▶ _Instructions for the task_: Search the records for the string "eroded" and copy every line where it turns up.

▶ _Available data_:

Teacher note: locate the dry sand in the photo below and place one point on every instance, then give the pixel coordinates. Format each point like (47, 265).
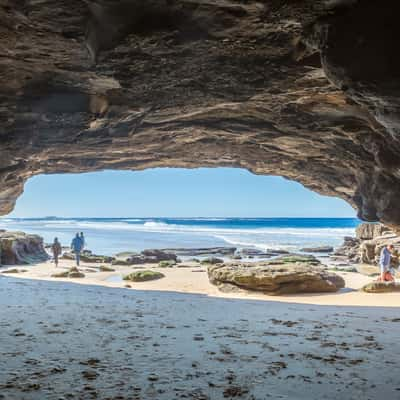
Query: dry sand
(66, 341)
(193, 279)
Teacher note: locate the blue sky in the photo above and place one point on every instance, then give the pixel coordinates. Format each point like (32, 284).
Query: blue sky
(203, 192)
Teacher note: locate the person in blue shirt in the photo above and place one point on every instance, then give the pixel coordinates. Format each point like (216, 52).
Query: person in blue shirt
(77, 247)
(384, 263)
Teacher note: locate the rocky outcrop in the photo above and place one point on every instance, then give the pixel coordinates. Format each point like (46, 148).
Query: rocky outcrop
(349, 251)
(88, 256)
(318, 249)
(151, 256)
(275, 279)
(71, 273)
(21, 248)
(365, 248)
(381, 287)
(202, 251)
(143, 276)
(274, 87)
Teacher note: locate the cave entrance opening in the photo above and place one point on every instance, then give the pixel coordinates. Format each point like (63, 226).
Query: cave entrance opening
(123, 211)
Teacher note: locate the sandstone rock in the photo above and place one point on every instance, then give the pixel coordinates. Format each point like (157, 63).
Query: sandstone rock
(138, 84)
(13, 271)
(250, 252)
(276, 279)
(145, 257)
(381, 287)
(295, 258)
(367, 269)
(202, 251)
(71, 273)
(318, 249)
(212, 260)
(87, 256)
(166, 264)
(370, 231)
(21, 248)
(142, 276)
(105, 268)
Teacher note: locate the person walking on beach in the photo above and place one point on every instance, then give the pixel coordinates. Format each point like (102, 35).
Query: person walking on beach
(77, 247)
(56, 250)
(384, 263)
(83, 240)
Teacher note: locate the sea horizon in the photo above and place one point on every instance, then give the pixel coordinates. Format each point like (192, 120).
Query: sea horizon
(110, 235)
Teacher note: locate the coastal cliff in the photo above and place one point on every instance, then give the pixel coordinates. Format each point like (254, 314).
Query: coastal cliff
(274, 87)
(365, 248)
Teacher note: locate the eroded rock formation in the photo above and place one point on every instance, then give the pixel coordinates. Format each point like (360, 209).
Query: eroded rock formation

▶ _Solution_:
Teacher note: locate the eroded rock formation in the photo above and place one point on every instance, then give the pixel coordinates. Format each point like (360, 209).
Query: eroded rock formation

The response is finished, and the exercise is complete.